::: INPUT DATA :::

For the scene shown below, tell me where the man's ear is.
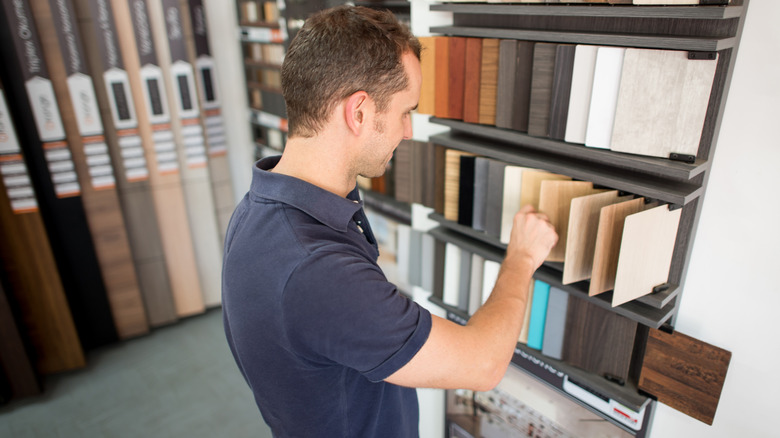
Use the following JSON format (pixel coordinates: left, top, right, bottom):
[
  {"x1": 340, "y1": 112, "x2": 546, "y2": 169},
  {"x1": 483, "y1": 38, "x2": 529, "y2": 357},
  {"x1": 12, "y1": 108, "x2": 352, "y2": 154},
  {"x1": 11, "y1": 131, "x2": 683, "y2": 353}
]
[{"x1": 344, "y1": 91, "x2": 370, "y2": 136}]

:::
::: INPUT DATA :::

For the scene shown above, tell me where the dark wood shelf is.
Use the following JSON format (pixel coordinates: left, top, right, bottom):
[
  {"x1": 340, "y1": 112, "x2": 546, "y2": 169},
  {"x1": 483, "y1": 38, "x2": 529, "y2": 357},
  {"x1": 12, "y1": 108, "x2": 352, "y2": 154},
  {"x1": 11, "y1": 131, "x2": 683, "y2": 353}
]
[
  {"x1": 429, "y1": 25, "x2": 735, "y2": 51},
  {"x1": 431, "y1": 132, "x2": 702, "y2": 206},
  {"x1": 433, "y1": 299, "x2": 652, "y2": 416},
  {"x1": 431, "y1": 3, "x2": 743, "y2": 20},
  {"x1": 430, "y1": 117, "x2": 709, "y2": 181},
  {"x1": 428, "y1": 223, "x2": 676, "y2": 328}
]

:::

TASK PROMPT: Each line of the entries above that has the word "where" is to be copied.

TASK SOLUTION:
For the scene shown below, tell me where the man's ear is.
For the scene shown above, tell me where the dark wood shelf is.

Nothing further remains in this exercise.